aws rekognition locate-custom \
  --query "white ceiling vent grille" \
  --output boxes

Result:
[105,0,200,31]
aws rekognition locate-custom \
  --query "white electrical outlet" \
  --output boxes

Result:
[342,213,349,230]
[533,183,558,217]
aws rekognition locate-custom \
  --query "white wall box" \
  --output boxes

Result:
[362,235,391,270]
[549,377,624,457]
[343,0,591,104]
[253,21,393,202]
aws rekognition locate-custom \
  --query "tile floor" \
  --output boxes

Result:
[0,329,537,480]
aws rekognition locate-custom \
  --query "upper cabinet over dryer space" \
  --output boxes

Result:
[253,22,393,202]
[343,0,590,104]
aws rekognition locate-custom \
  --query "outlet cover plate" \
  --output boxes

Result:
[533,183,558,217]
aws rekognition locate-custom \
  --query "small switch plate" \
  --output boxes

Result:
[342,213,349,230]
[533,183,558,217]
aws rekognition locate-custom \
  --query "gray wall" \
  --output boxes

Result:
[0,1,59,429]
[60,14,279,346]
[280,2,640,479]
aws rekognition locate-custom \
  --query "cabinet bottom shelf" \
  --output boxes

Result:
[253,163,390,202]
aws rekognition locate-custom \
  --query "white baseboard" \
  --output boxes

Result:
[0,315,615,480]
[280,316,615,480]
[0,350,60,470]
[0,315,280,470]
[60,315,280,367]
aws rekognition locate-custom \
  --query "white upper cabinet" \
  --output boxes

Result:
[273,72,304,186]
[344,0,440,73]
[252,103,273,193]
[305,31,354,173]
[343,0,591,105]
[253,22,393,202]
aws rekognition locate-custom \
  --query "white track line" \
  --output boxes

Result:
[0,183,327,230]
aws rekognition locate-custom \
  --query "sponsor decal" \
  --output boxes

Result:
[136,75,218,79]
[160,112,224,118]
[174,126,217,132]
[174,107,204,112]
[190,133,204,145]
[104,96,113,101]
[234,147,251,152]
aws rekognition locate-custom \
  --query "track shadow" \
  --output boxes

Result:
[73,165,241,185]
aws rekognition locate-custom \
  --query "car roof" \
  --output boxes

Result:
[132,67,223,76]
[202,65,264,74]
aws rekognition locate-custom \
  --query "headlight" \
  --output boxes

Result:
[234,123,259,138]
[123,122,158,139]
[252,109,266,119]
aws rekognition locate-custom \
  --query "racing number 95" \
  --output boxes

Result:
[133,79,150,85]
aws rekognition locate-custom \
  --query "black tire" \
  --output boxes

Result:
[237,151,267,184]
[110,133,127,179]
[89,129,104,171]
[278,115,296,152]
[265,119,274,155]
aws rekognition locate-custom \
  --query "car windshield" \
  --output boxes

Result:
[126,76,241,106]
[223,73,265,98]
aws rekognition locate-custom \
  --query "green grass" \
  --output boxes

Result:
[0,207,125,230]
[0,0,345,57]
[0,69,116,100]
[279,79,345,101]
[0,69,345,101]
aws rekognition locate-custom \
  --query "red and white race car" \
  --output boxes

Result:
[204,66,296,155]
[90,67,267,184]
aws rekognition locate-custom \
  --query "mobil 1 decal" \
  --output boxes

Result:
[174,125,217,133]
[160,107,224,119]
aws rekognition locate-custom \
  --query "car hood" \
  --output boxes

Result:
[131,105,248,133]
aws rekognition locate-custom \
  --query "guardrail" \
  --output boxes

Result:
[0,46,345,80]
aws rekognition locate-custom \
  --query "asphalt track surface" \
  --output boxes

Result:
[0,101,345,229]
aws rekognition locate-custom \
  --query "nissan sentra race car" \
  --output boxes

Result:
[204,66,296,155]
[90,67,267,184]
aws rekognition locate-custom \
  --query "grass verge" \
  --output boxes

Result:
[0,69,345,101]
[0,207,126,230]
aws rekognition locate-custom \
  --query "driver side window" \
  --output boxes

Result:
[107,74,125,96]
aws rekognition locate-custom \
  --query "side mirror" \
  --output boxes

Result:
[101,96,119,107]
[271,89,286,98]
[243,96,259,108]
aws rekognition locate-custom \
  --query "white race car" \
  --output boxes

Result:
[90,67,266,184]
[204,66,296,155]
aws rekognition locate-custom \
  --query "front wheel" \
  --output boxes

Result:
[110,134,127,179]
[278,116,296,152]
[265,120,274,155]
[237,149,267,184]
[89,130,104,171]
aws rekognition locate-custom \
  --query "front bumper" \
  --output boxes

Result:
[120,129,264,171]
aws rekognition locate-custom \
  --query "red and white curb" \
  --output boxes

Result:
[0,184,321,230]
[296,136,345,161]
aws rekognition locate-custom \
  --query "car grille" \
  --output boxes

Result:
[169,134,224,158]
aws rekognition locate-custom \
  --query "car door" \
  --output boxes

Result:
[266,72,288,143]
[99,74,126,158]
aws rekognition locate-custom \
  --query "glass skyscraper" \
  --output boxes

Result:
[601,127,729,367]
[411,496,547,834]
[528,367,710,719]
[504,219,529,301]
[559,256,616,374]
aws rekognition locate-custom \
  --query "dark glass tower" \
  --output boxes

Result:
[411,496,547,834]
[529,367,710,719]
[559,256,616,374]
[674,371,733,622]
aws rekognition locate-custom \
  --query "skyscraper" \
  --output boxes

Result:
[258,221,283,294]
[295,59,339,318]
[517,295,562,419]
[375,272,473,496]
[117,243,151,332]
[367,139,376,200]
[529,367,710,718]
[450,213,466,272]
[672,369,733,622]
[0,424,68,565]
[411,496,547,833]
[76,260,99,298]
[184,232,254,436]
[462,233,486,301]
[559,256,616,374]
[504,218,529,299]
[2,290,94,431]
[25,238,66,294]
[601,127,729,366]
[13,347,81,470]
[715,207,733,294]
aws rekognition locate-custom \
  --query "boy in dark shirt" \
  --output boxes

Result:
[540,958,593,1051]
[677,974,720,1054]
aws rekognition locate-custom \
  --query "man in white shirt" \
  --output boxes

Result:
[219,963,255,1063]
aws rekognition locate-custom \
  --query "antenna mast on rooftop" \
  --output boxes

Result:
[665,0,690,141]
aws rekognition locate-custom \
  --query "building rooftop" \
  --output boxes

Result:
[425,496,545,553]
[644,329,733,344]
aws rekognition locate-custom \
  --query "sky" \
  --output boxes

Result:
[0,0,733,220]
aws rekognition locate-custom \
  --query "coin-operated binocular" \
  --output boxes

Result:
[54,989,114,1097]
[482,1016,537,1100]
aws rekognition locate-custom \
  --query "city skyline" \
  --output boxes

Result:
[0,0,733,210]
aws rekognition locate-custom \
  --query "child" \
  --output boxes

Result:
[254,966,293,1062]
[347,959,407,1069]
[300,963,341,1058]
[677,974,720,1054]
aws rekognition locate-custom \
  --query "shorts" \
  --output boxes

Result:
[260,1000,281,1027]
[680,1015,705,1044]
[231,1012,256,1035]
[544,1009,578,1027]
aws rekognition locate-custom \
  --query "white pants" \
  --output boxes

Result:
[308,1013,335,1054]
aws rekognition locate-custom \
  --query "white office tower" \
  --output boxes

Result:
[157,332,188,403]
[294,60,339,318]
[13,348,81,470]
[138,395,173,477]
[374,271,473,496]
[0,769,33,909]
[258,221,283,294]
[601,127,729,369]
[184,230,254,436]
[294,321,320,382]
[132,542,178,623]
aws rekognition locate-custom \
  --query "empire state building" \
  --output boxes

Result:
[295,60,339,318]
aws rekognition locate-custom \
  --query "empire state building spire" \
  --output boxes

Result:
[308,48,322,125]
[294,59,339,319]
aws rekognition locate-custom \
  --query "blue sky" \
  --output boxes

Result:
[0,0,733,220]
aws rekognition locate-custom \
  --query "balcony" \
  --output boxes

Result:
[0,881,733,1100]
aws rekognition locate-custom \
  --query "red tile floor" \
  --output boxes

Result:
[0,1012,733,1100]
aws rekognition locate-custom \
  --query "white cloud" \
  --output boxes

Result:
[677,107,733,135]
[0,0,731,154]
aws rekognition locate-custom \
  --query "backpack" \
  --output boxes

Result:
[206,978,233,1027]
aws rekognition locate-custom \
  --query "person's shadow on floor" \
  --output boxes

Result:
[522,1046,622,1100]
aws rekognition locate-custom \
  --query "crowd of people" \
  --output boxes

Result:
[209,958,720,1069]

> _Directions for this task_: Recast the records above as a Markdown table with the columns "Row" and "Line," leaving out blank lines. Start at the first line of the records and stop after the line that contains "[60,315,280,367]".

> _Exercise result_:
| Row | Line |
|---|---|
| 1 | aws rekognition locate-custom \ |
| 2 |   --query "white ceiling vent grille" \ |
| 3 |   --output boxes |
| 4 | Result: |
| 5 | [105,0,200,31] |
| 6 | aws rekognition locate-custom \ |
| 7 |   --query "white electrical outlet" \ |
| 8 |   --output boxes |
| 9 | Result: |
| 10 | [342,213,349,230] |
| 11 | [533,183,558,217] |
| 12 | aws rekognition locate-custom \ |
| 13 |   --query "white wall box" \ |
| 14 |   --output boxes |
| 15 | Result: |
| 16 | [362,235,391,270] |
| 17 | [549,377,624,457] |
| 18 | [343,0,591,104] |
| 19 | [253,21,393,202] |
| 20 | aws rekognition locate-custom \ |
| 21 |   --query "tile floor" \ |
| 22 |   --output boxes |
| 23 | Result: |
| 24 | [0,329,537,480] |
| 25 | aws rekognition locate-custom \ |
| 26 |   --query "upper cabinet over dryer space" \ |
| 27 |   --output boxes |
| 28 | Result: |
| 29 | [253,22,393,202] |
| 30 | [343,0,590,104] |
| 31 | aws rekognition locate-custom \ |
| 32 |   --query "outlet cover plate" \ |
| 33 |   --output boxes |
| 34 | Result: |
| 35 | [533,183,558,217] |
| 36 | aws rekognition locate-custom \ |
| 37 |   --query "small switch plate" \ |
| 38 |   --output boxes |
| 39 | Result: |
| 40 | [342,213,349,230] |
| 41 | [533,183,558,217] |
| 42 | aws rekognition locate-custom \ |
| 43 |   --query "gray wall" \ |
| 44 |   --output boxes |
| 45 | Result: |
| 46 | [0,1,59,429] |
| 47 | [60,14,279,346] |
| 48 | [280,2,640,479] |
| 49 | aws rekognition locate-custom \ |
| 50 |   --query "cabinet bottom shelf" \ |
| 51 |   --output boxes |
| 52 | Result: |
| 53 | [253,163,390,202] |
| 54 | aws rekognition locate-custom \ |
| 55 |   --query "white baseboard" \ |
| 56 |   --output boxes |
| 57 | Result: |
| 58 | [0,315,615,480] |
| 59 | [280,316,615,480] |
| 60 | [0,350,60,470] |
| 61 | [0,315,280,470] |
| 62 | [60,315,280,367] |